------ Data for the task ------

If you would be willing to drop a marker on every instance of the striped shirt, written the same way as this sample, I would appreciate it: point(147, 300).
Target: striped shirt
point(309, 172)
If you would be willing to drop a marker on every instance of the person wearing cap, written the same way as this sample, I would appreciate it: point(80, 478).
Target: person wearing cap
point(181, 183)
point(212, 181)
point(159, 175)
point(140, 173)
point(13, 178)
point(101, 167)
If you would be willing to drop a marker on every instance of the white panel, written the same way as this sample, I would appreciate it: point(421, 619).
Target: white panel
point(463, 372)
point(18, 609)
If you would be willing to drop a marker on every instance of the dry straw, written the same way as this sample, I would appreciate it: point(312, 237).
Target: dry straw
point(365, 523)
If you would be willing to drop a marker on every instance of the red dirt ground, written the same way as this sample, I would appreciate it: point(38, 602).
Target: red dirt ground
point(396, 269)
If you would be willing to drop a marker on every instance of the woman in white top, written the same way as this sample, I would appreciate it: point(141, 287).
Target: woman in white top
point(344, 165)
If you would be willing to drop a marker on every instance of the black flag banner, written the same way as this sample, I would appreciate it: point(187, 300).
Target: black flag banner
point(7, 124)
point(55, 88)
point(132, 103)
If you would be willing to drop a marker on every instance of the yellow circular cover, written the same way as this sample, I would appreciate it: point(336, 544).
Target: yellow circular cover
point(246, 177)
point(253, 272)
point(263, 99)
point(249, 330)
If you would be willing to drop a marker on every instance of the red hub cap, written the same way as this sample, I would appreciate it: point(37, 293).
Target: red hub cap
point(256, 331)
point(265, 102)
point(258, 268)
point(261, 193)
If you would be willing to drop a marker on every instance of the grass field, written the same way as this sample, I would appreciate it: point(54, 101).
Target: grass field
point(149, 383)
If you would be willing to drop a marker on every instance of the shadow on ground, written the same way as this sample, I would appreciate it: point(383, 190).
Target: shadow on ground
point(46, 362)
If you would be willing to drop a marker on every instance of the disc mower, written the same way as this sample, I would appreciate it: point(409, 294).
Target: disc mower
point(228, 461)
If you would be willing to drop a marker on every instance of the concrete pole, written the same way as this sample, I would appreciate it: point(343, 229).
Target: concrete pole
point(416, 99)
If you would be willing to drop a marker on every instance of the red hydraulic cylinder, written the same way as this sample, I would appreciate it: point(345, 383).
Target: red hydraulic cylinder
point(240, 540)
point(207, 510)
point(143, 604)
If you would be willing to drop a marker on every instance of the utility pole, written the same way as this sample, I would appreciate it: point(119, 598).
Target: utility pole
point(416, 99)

------

> _Exercise_
Reproduce all of the lines above, changing "drop a marker" to "place a pin" everywhere it appears and leaving every other part unaltered.

> _The solution_
If you would be willing to place a pin on every instance of the striped shirt, written the same way as this sample, I would appreciate it: point(147, 300).
Target: striped shirt
point(309, 172)
If you would be willing to place a pin on every instance of the person wearing cap, written the same way as this sample, I would appreciate it: point(80, 478).
Target: person wearing cap
point(181, 183)
point(212, 181)
point(159, 175)
point(140, 173)
point(13, 178)
point(101, 167)
If you would be willing to place a pin on every instance of the white panel, written the same way as this sample, I would appreciate it: point(421, 619).
Target: white panel
point(463, 372)
point(18, 609)
If you would be willing to place a pin on every instance of the dry straw, written the same way as this sample, I would appreciate it: point(312, 237).
Target: dry straw
point(365, 523)
If you would be willing to place a pin on every instance of the red dirt ground, written the same way as this sample, I would appreciate it: point(38, 602).
Target: red dirt ground
point(396, 269)
If you would be willing to place a pin on every instance of the woman in white top, written the same way as this sample, I would appreciate it: point(141, 287).
Target: woman in white top
point(344, 165)
If you would be willing to place a pin on every instance of the black flag banner, written the same way as this sample, I would appreciate it: point(187, 300).
Target: black flag banner
point(7, 124)
point(55, 88)
point(132, 103)
If you would be willing to place a pin on every instance of the yellow circular cover, written the same way as this sample, I would appreciate it: point(336, 544).
Target: yellow circular cover
point(246, 177)
point(253, 272)
point(263, 99)
point(249, 330)
If you would be willing to place a pin on every instance of the red hub cap, written the same way as this sample, I would appreciate it: point(37, 293).
Target: red hub cap
point(256, 331)
point(265, 102)
point(258, 268)
point(261, 193)
If you would be willing to place a pin on every instance of the grass field, written the same way as this sample, I would appreciate it: point(54, 101).
Target: grass field
point(149, 383)
If you would be willing to place a pin on every instance of the shadow on ground, written the same way as this sample, I would appreciate it: point(383, 190).
Target: shadow on ground
point(46, 362)
If you would be willing to place a pin on every instance of the disc mower, written the same way as this sample, I would appreciate it: point(409, 294).
Target: disc mower
point(228, 461)
If you would be willing to place a pin on every instance of the concrete pole, written the same way as this sample, I would appreciate it: point(343, 229).
Target: concrete pole
point(416, 99)
If you would be willing to place a pin on every instance of the red hydraulic cylinder, written the same way as this sample, I would appreciate it: point(345, 383).
Target: red hydraulic cylinder
point(240, 540)
point(207, 510)
point(143, 604)
If you would be willing to place a pin on every instance of the utility pole, written the same way as this sample, I would appreciate it: point(119, 598).
Target: utility pole
point(416, 99)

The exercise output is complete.